[Records contained in a dataset]
* * * * * * *
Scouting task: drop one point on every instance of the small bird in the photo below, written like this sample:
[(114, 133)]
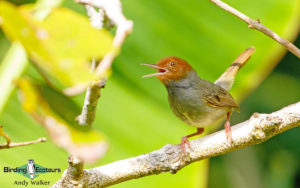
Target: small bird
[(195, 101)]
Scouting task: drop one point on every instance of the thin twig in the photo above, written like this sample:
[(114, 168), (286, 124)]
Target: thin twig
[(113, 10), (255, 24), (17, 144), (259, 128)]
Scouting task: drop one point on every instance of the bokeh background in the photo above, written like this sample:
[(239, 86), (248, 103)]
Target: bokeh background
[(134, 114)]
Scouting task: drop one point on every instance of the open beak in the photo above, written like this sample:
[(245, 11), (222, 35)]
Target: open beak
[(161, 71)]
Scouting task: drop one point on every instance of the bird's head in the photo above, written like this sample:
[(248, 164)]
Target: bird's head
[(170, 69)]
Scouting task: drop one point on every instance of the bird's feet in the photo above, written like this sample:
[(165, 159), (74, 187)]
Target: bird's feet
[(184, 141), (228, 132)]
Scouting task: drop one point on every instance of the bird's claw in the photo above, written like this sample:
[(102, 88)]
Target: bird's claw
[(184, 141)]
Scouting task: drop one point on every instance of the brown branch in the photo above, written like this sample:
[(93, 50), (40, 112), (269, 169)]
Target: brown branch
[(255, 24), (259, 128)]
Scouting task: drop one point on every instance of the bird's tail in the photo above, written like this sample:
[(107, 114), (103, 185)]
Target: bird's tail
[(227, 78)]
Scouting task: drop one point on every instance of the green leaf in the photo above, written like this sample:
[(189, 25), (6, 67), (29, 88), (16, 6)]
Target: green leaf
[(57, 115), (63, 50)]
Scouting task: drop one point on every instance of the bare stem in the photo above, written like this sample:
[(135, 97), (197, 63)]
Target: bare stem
* * * * * * *
▶ **WHAT IS BEING ASKED**:
Copy every line of the data from the line with "the bird's feet" up to and including the line with "[(227, 78)]". Move each answer point by adding 63 to both of its coordinates, and leave the sample coordinates unchanged.

▶ **TASK ANSWER**:
Scouting task: drop one point on every instance of the bird's feet in the photo above, written like this sample:
[(165, 159), (74, 187)]
Target: bird's feet
[(247, 204), (291, 195)]
Scouting task: drop one point on every instance of the bird's claw in the photo above, written like this sample:
[(102, 88)]
Target: bird's claw
[(247, 204)]
Scouting task: drop one point on every instance of the brown branch in the photo above, written like this sample:
[(93, 50), (40, 112), (269, 169)]
Target: brown branch
[(318, 87), (322, 191)]
Scouting task: drop one point on every instance of the bird's tail in the photo above, written like this sample:
[(107, 114), (103, 185)]
Target: bird's tail
[(290, 141)]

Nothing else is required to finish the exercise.